[Task to complete] Your reply should reproduce each line below exactly and carry none of the pictures.

[Data shown]
== Segment start ==
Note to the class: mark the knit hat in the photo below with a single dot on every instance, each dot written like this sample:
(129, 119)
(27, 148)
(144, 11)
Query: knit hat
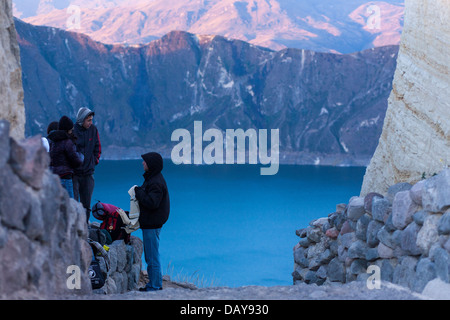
(65, 124)
(52, 127)
(82, 114)
(154, 162)
(98, 211)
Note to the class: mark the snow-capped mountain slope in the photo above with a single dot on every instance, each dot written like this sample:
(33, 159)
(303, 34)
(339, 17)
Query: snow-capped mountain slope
(321, 25)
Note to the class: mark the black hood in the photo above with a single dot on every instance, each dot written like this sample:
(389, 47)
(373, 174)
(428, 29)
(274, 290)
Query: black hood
(154, 163)
(58, 135)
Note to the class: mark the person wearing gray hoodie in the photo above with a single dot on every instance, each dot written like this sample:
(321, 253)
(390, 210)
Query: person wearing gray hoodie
(88, 143)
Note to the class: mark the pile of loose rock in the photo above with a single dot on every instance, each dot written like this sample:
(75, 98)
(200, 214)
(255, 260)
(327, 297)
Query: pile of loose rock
(406, 234)
(125, 263)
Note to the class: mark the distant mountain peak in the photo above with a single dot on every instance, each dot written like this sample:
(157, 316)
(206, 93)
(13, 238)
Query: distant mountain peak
(321, 25)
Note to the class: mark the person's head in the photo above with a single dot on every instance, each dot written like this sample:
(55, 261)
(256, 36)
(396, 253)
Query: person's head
(52, 127)
(65, 124)
(85, 117)
(153, 163)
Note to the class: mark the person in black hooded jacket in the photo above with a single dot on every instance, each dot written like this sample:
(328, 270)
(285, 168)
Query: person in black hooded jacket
(154, 205)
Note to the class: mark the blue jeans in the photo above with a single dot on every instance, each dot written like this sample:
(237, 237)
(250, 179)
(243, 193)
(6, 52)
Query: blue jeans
(68, 185)
(152, 258)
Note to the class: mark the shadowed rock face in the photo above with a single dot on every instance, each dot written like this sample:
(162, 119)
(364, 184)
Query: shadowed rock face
(11, 92)
(329, 108)
(42, 232)
(416, 136)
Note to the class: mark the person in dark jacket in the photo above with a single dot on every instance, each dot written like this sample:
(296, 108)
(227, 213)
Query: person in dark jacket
(63, 154)
(154, 205)
(88, 144)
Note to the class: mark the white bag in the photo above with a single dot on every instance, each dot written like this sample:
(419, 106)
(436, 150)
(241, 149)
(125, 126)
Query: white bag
(131, 221)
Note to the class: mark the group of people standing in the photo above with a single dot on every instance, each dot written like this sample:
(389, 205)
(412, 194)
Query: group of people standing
(75, 151)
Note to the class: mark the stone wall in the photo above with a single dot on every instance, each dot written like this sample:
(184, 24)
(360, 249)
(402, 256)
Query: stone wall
(125, 267)
(42, 230)
(11, 92)
(416, 133)
(406, 233)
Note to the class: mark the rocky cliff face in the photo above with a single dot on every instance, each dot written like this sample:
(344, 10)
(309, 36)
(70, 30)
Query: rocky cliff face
(11, 92)
(329, 108)
(416, 134)
(402, 237)
(42, 232)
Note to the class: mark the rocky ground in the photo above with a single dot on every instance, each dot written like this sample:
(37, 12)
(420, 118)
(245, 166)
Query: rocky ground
(352, 291)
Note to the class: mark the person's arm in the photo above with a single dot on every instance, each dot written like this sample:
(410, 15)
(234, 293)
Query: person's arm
(97, 147)
(72, 155)
(149, 197)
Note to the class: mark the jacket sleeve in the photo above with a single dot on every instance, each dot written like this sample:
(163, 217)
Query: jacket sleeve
(97, 148)
(150, 197)
(72, 155)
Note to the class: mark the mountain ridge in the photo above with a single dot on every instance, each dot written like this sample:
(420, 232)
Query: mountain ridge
(320, 26)
(329, 107)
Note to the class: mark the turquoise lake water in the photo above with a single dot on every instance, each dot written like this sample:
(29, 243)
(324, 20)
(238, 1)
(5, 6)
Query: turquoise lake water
(228, 225)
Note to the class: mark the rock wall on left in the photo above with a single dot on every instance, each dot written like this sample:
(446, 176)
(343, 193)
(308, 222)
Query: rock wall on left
(43, 247)
(11, 91)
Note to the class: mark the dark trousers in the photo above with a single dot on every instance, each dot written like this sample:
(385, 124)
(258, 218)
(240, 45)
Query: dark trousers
(83, 187)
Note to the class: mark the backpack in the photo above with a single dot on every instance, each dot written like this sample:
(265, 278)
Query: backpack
== Segment end ==
[Task response]
Note to the class: mark the knit hat in the photo below with a single dot on every instance, each dot written like this sample:
(129, 119)
(27, 148)
(144, 11)
Query: knit hat
(65, 124)
(52, 127)
(82, 114)
(154, 162)
(98, 211)
Note to the class: mark the snow-capped mountain slope in the photo above with a single dot on every instance, each dot written like this sample:
(33, 159)
(303, 34)
(339, 17)
Query: snow-capped mountain slope
(321, 25)
Note to the class: mark the black hood in the photo above with a single dot on every instance, each dot written like this sample:
(389, 47)
(373, 174)
(428, 29)
(274, 290)
Query: black hood
(154, 163)
(58, 135)
Note to the class: mark the person wearing gray hoodie in the photo above with a single dot on every instance, each dot written like this sample:
(321, 253)
(390, 210)
Query: person wearing gray hoodie
(88, 143)
Note to the class: mark the pile of loose rock in the photo above with a single dot on every instance, each dot written like this sample:
(75, 98)
(200, 214)
(255, 260)
(327, 297)
Query: pile of loose rock
(406, 234)
(125, 263)
Note to the class: mark the distant mountain peak in the photo above with a single dot on every instance, each dot written like this sample:
(157, 316)
(206, 93)
(13, 238)
Query: distant mountain peak
(321, 25)
Note to the class: mark the person's head in the photo above with a single dot on every instance, each dot written like this sample:
(55, 261)
(256, 36)
(396, 253)
Query: person's head
(52, 127)
(65, 124)
(85, 117)
(153, 163)
Note to the class: mark the person in black hooded jacket in the photo above with a single dot on every instance, each dot written like this sample:
(328, 270)
(285, 168)
Query: person in black hooded jacket
(154, 205)
Note to the class: mark the blue jeans in the photo above with a single dot on every instance, each dot written like this sample:
(237, 237)
(250, 179)
(243, 193)
(6, 52)
Query: blue jeans
(68, 185)
(152, 258)
Note to the class: mark the shadowed rock face in the photo above with a single dot on every instance, each dot written like this sample:
(162, 119)
(364, 184)
Query: shadowed rock face
(11, 92)
(329, 108)
(42, 232)
(416, 136)
Note to the class: mark the person in dark jacket in the photo above with a single dot on every instance, each dot written like this sample:
(296, 108)
(227, 213)
Query: person in dark jacket
(63, 154)
(154, 205)
(88, 144)
Note to the class: mark the white bag in the photo above with a single dot on every instance, each dot written like this sample:
(419, 106)
(436, 150)
(241, 149)
(125, 126)
Query: white bag
(131, 221)
Note to the class: mark the group of people standing in the photo above with a single dot on every instance, each dot written like this sample:
(389, 205)
(412, 194)
Query: group of people standing
(75, 151)
Note to the class: mark the stone wall in the photo above with a single dot on every instance, each dot written like this sample:
(184, 24)
(360, 249)
(402, 256)
Query: stone wall
(125, 267)
(42, 230)
(11, 92)
(416, 133)
(406, 233)
Note to the class: mark the rocky cliff face in the photo above with a single dot on every instance, each dot written like this sample:
(344, 10)
(309, 36)
(70, 30)
Query: rocky cliff face
(11, 92)
(329, 108)
(416, 134)
(402, 237)
(42, 232)
Note to the class: mark the rocky ground in the photo above with a single dot on every instance, each dot written like this sample:
(37, 12)
(420, 118)
(245, 166)
Query: rocky ground
(352, 291)
Note to the class: mark the person's arm in the photo above with a single dot on every instance, each dot written like this sample:
(410, 15)
(234, 293)
Query: person's arm
(97, 147)
(72, 155)
(149, 197)
Note to the class: mark the jacket sleeve in the photo above with a single dot on every instance, each dot written like this sample:
(163, 217)
Query: jacket sleeve
(97, 148)
(150, 197)
(72, 155)
Note to the class: mark the mountain ridge in the photo above with a single dot on every instance, each dot written like this sample:
(420, 232)
Query: mountain ridge
(320, 26)
(329, 107)
Note to the class: mark the turquoise lake water in the photo above with a single dot on every instance, each dot written like this sample:
(29, 243)
(324, 20)
(238, 1)
(5, 6)
Query: turquoise lake water
(228, 225)
Note to the class: mark the rock wall on left in the photo above with a single dot on every instance, each dot written like this sample:
(446, 176)
(343, 193)
(308, 222)
Query: rock wall on left
(43, 247)
(11, 91)
Note to the class: mark the dark trousers in the photo above with a single dot on every instance, each dot written like this sample:
(385, 124)
(258, 218)
(240, 45)
Query: dark trousers
(83, 187)
Note to the class: mark the backpack in the photo above with a single dot on every instance, each dot written like this sample:
(265, 278)
Query: backpack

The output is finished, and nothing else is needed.